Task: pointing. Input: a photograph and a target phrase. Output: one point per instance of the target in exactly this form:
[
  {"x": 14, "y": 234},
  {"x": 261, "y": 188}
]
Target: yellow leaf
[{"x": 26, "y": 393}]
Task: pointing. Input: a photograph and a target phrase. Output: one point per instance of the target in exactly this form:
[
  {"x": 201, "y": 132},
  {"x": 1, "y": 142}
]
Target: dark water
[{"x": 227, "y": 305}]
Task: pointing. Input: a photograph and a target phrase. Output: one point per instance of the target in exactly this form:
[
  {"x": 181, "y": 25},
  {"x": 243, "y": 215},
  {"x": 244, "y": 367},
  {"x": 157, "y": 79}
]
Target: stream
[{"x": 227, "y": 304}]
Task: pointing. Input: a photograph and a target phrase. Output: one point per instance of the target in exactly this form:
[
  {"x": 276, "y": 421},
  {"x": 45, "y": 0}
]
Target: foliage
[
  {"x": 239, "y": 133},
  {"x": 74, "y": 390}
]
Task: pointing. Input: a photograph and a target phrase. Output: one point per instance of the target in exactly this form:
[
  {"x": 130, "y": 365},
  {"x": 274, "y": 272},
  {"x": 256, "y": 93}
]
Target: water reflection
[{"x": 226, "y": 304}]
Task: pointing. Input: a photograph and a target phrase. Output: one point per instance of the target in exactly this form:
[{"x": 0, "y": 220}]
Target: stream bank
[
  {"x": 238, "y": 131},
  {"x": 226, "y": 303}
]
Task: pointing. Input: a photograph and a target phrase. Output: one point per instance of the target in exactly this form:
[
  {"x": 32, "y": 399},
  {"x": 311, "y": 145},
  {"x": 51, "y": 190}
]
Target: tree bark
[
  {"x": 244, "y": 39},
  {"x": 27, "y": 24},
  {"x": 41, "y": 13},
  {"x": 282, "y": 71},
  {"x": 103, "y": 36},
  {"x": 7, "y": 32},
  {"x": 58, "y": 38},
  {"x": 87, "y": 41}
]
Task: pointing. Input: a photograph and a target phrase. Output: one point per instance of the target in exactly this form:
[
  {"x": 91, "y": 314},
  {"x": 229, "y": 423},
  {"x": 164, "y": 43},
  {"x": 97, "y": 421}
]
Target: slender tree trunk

═══

> Work task
Output all records verbatim.

> Solution to this task
Task: pointing. Input: a photograph and a target phrase. Output: one point per instance of the target in exactly this form:
[
  {"x": 14, "y": 234},
  {"x": 261, "y": 188}
]
Target: yellow leaf
[{"x": 26, "y": 393}]
Task: pointing. Input: a photograph and a target phrase. Output: one point per instance of the target in exactly this form:
[
  {"x": 201, "y": 132},
  {"x": 1, "y": 142}
]
Target: dark water
[{"x": 227, "y": 305}]
Task: pointing. Input: a photograph and a target phrase. Output: one point per instance of the target in exactly this form:
[
  {"x": 181, "y": 25},
  {"x": 243, "y": 215},
  {"x": 244, "y": 367},
  {"x": 157, "y": 79}
]
Target: stream
[{"x": 227, "y": 304}]
Task: pointing. Input: a photograph and a target phrase. Output: one point per instance of the target in exactly this form:
[
  {"x": 276, "y": 421},
  {"x": 45, "y": 0}
]
Target: foliage
[
  {"x": 239, "y": 133},
  {"x": 74, "y": 390}
]
Task: pointing. Input: a photograph and a target phrase. Output: one point per instance of the target in exactly this form:
[
  {"x": 130, "y": 365},
  {"x": 274, "y": 272},
  {"x": 256, "y": 93}
]
Target: water reflection
[{"x": 226, "y": 304}]
Task: pointing. Input: a photograph and a target phrase. Output: one point per instance of the target in exactly this form:
[{"x": 0, "y": 220}]
Target: stream bank
[
  {"x": 238, "y": 131},
  {"x": 226, "y": 303}
]
Task: pointing. Input: a photograph and a target phrase. Output: one point per instance of the target in exactly this form:
[
  {"x": 32, "y": 399},
  {"x": 311, "y": 145},
  {"x": 51, "y": 190}
]
Target: tree bark
[
  {"x": 244, "y": 39},
  {"x": 27, "y": 24},
  {"x": 41, "y": 13},
  {"x": 282, "y": 71},
  {"x": 103, "y": 36},
  {"x": 7, "y": 32},
  {"x": 58, "y": 38},
  {"x": 87, "y": 41}
]
Task: pointing. Input: a photograph and a target phrase. Output: one point per instance of the target in exactly this form:
[
  {"x": 91, "y": 314},
  {"x": 229, "y": 423},
  {"x": 164, "y": 43},
  {"x": 97, "y": 421}
]
Target: slender tree trunk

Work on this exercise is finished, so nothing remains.